[Extract to read start]
The left-hand side does not have an unsigned type. Because of the promotion to int, it is signed.
There's possible ambiguity if you just look at what it says about the types of E1 << E2. But if you look at the big picture, it's clear they must mean the type after promotion. No other case in C ever cares what type a value was originally promoted from. The "before promotion" interpretation would mean that the shift result is modulo-reduced back to the range of uint8_t, but still have type int because the promotion rules do apply.
So the standard mean type of E1 after integer promotion, with the values that are operands to the shift operation itsef. That's what real compilers do, and it has an observable difference in a non-UB case like ((uint8_t)0xff)<< 7 producing the same result as 0xff << 7, not (int)(uint8_t)(0xff<<7) = 0x80. godbolt.org/z/Ta5bjsov6 shows GCC doing x<<7 as movzx / sal 32bit. The other interpretation would also defeat the design intent of not requring narrow ALU operations, only working with value that have been extended to a register width (e.g. while they were loaded from memory.)
2

According to the C11 standard section 6.7.2.1.5:

"A bit-field shall have a type that is a qualified or unqualified version of _Bool, signed int, unsigned int, or some other implementation-defined type. It is implementation-defined whether atomic types are permitted."

This means that despite var being defined as only 3-bits wide in struct Type its type is still uint8_t, so when it is used in the expression bar.var << 5, integer promotion rules apply as would be expected for its underlying type.
[Extract to read end]
[Input records start]
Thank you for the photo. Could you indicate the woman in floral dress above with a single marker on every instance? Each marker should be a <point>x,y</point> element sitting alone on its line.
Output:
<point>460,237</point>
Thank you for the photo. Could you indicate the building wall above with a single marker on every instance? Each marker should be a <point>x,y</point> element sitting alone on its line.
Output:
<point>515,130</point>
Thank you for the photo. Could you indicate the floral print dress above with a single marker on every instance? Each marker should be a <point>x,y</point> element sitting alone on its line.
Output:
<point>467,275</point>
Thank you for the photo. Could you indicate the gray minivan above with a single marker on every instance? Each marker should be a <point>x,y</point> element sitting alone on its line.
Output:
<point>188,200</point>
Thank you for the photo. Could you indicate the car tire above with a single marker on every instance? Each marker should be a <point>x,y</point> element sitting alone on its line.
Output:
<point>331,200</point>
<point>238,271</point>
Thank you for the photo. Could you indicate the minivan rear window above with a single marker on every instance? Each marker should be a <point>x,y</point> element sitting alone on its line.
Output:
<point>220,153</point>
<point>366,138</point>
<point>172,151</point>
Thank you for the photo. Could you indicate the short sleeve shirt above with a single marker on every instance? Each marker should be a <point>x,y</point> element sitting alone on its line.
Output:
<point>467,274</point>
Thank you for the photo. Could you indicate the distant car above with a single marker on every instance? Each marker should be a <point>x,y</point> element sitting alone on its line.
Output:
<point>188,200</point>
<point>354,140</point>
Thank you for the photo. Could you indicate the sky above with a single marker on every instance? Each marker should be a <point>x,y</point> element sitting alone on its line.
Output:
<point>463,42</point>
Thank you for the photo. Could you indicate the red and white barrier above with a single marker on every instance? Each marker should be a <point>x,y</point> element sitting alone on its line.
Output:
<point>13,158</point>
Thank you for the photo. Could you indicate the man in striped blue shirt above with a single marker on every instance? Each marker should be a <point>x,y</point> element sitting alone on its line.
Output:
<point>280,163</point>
[Input records end]
→ Set of tasks:
**A.** Please output the portion of the passage on C integer promotion that opens with the words containing "So the standard" and closes with "loaded from memory.)", copied word for word.
**B.** Return the rows from the line containing "Thank you for the photo. Could you indicate the red" through the end of the rows, repeating each of those lines exactly.

→ Solution list:
**A.**
So the standard mean type of E1 after integer promotion, with the values that are operands to the shift operation itsef. That's what real compilers do, and it has an observable difference in a non-UB case like ((uint8_t)0xff)<< 7 producing the same result as 0xff << 7, not (int)(uint8_t)(0xff<<7) = 0x80. godbolt.org/z/Ta5bjsov6 shows GCC doing x<<7 as movzx / sal 32bit. The other interpretation would also defeat the design intent of not requring narrow ALU operations, only working with value that have been extended to a register width (e.g. while they were loaded from memory.)

**B.**
Thank you for the photo. Could you indicate the red and white barrier above with a single marker on every instance? Each marker should be a <point>x,y</point> element sitting alone on its line.
Output:
<point>13,158</point>
Thank you for the photo. Could you indicate the man in striped blue shirt above with a single marker on every instance? Each marker should be a <point>x,y</point> element sitting alone on its line.
Output:
<point>280,163</point>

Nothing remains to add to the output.